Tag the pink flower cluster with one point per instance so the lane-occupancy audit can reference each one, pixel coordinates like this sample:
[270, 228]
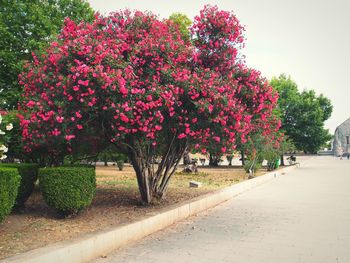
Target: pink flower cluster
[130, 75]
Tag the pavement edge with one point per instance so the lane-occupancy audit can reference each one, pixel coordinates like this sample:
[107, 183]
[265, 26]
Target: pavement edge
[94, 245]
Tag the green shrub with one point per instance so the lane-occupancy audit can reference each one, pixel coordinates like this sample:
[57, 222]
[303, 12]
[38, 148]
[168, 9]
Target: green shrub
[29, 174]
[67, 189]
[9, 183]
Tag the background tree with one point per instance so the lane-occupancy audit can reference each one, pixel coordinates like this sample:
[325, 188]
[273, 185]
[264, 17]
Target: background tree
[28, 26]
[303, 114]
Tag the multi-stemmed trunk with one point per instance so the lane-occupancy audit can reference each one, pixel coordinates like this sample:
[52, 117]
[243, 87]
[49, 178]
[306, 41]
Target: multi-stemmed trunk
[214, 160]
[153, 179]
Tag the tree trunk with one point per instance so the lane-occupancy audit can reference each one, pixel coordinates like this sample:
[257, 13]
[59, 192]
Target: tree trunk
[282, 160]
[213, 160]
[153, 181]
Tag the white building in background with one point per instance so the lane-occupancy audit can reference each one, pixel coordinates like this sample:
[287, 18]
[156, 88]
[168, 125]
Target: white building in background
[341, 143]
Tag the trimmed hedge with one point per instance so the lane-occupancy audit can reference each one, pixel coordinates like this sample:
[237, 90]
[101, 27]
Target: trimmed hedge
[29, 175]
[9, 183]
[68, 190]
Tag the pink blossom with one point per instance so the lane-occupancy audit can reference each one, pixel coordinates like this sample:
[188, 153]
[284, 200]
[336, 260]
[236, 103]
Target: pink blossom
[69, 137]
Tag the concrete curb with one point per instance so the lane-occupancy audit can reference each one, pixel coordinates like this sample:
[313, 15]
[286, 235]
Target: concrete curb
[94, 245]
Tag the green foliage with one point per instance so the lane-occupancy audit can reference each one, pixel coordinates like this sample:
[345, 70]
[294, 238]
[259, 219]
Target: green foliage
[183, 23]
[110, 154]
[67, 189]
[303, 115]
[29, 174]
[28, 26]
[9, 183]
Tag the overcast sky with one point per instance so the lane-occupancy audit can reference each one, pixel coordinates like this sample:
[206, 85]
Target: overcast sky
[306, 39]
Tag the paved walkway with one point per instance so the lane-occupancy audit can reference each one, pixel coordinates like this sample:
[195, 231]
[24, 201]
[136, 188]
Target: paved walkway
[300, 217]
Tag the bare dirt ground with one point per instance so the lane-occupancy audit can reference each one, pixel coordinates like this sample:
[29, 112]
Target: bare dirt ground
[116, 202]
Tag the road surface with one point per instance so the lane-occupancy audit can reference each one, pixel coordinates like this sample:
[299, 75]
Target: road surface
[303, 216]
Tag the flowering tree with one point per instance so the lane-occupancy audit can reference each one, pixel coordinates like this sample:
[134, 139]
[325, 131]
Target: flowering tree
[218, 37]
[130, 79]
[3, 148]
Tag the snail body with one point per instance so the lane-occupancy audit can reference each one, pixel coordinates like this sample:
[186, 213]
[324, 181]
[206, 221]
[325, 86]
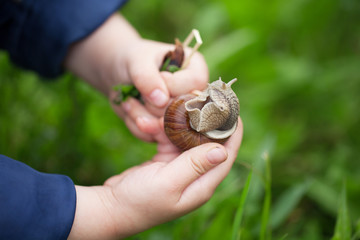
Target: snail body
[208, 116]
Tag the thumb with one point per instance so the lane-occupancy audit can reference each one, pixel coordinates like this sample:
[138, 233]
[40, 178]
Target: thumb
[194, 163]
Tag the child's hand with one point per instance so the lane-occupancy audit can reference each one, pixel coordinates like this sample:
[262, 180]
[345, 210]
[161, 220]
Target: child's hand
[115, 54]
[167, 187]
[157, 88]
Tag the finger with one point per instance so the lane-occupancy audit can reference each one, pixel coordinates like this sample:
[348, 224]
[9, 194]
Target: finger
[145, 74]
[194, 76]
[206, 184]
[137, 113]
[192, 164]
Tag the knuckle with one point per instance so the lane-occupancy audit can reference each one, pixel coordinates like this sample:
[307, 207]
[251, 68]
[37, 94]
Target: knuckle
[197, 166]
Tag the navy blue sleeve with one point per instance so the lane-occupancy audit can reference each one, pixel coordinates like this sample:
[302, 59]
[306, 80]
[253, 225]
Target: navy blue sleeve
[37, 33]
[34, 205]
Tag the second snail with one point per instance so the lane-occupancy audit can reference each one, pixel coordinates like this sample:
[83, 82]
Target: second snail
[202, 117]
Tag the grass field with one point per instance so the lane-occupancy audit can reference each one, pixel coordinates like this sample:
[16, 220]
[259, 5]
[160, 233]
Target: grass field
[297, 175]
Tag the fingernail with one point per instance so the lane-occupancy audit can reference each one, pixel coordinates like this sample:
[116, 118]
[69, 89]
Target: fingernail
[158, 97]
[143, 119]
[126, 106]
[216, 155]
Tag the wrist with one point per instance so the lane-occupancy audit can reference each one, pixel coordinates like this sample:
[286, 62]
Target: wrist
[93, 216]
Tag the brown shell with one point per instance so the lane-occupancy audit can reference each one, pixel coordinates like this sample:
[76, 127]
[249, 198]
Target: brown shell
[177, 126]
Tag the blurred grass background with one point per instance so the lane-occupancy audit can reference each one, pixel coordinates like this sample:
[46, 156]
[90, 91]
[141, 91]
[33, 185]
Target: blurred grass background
= = =
> _WRITTEN PROBLEM_:
All entries are to be retyped exactly. Omit any embedded images.

> _SOLUTION TO THIS EXERCISE_:
Tag the pink flower cluster with one point per instance so the lane-occupancy audit can reference each one, pixel coordinates like this sample:
[270, 228]
Target: pink flower cluster
[130, 75]
Tag the pavement edge with one point per instance so the lane-occupancy audit can reference each one, pixel coordinates like this sample:
[107, 183]
[265, 26]
Target: pavement edge
[94, 245]
Tag the green shrub with one point per instance so the lane-occupancy audit can reference each one, pixel coordinates like this sample:
[57, 222]
[303, 12]
[38, 148]
[168, 9]
Target: green shrub
[29, 174]
[67, 189]
[9, 183]
Tag the background tree with one point per instance so the lane-occupancy audit can reference each one, pixel coordinates like this sample:
[325, 188]
[273, 185]
[264, 17]
Target: background tree
[28, 26]
[303, 114]
Tag the multi-stemmed trunk with one point per instance so the lane-occupancy audit can reference each one, pixel coordinates like this sample:
[52, 117]
[243, 87]
[49, 178]
[306, 41]
Target: multi-stemmed trunk
[214, 160]
[153, 179]
Tag the tree trunk with one point per instance so the lane-occupancy audit can reference each one, pixel coordinates like this sample:
[257, 13]
[59, 192]
Target: tree trunk
[282, 160]
[213, 160]
[153, 181]
Tag the white building in background with one point per instance so the lane-occupancy audit can reference each one, pixel coordinates like this sample:
[287, 18]
[156, 88]
[168, 125]
Target: white building in background
[341, 143]
Tag the trimmed hedge with one point per instance so the lane-occupancy audit can reference each one, pixel coordinates like this sample:
[237, 90]
[101, 27]
Target: trimmed hedge
[29, 175]
[9, 183]
[68, 190]
Tag the pink blossom with one point per instance so the lane-occupancy audit can reference each one, pixel coordinates like this sample:
[188, 153]
[284, 200]
[336, 260]
[236, 103]
Target: pink blossom
[69, 137]
Tag the concrete curb with one point per instance so the lane-occupancy audit can reference each one, pixel coordinates like this sample:
[313, 15]
[286, 235]
Target: concrete curb
[94, 245]
Tag the green foliage with one point per instance so the lane-occupancy audit can reference each one, pixel coordinates like this sample:
[345, 70]
[294, 238]
[259, 219]
Target: green foliage
[183, 23]
[110, 154]
[67, 189]
[303, 115]
[29, 174]
[28, 26]
[9, 183]
Tag the overcast sky with one point per instance so the lane-occupancy audit can reference each one, pixel coordinates like this sample:
[206, 85]
Target: overcast sky
[306, 39]
Tag the paved walkway with one point per instance so the lane-occupancy audit can reference each one, pixel coordinates like this sample:
[195, 231]
[24, 201]
[136, 188]
Target: paved walkway
[300, 217]
Tag the bare dirt ground with one point per instance so the lane-occupancy audit can reference each one, pixel coordinates like this sample:
[29, 112]
Target: bare dirt ground
[116, 202]
Tag the road surface with one point per instance so the lane-occupancy audit can reference each one, pixel coordinates like this sample:
[299, 75]
Target: road surface
[303, 216]
Tag the flowering tree with one point per instance so the lane-occupancy audit can reference each one, pixel coordinates like this sample:
[134, 139]
[325, 131]
Target: flowering tree
[218, 37]
[130, 79]
[3, 148]
Tag the snail body with one point per instance so the lane-occupancy audit can reference each one, pixel coordinates like this sample:
[186, 213]
[324, 181]
[206, 221]
[325, 86]
Target: snail body
[208, 116]
Tag the thumb with one point per instance so the lane-occupancy audit can reference each one, pixel coordinates like this sample:
[138, 233]
[40, 178]
Target: thumb
[194, 163]
Tag the child's hand with one point per instance so the lane-occupancy audit can reference each one, pixel coordinates like this sample:
[262, 180]
[345, 210]
[161, 220]
Target: child's hand
[115, 54]
[167, 187]
[157, 88]
Tag the finger with one point per instance so the lane-occupancy audit can reference each one, pixel coordinates like this sample:
[348, 224]
[9, 194]
Target: finger
[145, 74]
[194, 76]
[206, 184]
[137, 113]
[192, 164]
Tag the knuckle with one point per instance so the lane-occupancy audit can reference each one, pixel coordinates like this sample:
[307, 207]
[251, 68]
[37, 94]
Target: knuckle
[197, 166]
Tag the navy blue sleeve with one point per instance so the lane-occupancy audit can reference each one, pixel coordinates like this sample:
[302, 59]
[306, 80]
[253, 225]
Target: navy blue sleeve
[37, 33]
[34, 205]
Tag the second snail with one point per instance so the lane-occupancy audit can reference each one, pixel coordinates like this sample:
[83, 82]
Target: second snail
[202, 117]
Tag the grass field with one point per instance so the lane-occupancy audit can reference each one, pixel coordinates like this sample:
[16, 220]
[259, 5]
[160, 233]
Target: grass field
[297, 175]
Tag the fingernail with one point per instance so the lane-occupancy audit can reference each one, pixel coordinates like this sample:
[116, 118]
[69, 89]
Target: fingernail
[158, 97]
[143, 119]
[126, 106]
[216, 155]
Tag the wrist with one point per instance so the lane-occupancy audit can reference each one, pixel coordinates like this sample:
[286, 62]
Target: wrist
[93, 216]
Tag the brown shell with one point per instance so the lane-occupancy audit can reference each one, pixel coordinates like this sample:
[76, 127]
[249, 198]
Target: brown shell
[177, 126]
Tag the blurred grass background with one point per instance so the lane-occupancy audit can reference each one, pixel coordinates like this sample:
[46, 156]
[90, 91]
[141, 91]
[33, 185]
Target: blurred grass background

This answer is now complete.